> _DIRECTION_
Rewrite every line of the records below as a JSON list of strings, one string per line, skipping blank lines. Leave the pictures out of your answer.

> _DATA FOR THIS TASK_
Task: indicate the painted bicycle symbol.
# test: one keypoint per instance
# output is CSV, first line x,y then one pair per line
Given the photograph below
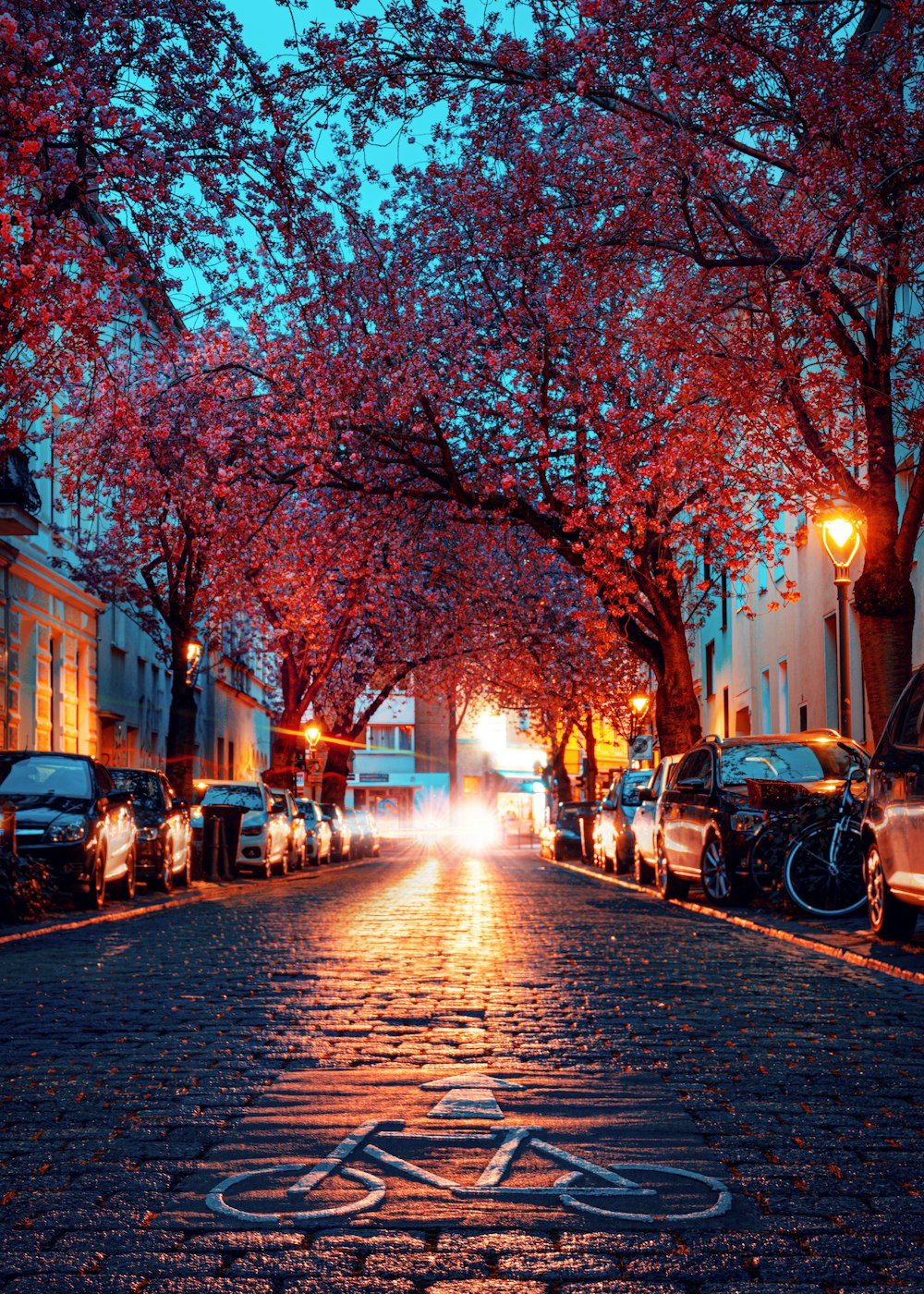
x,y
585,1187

> _TASK RESULT_
[
  "Task: indicate the painted bicycle symbol.",
  "# test: one keypoint per instance",
  "# output is CSV, first line x,y then one pair per line",
  "Given the photograph below",
  "x,y",
  "585,1187"
]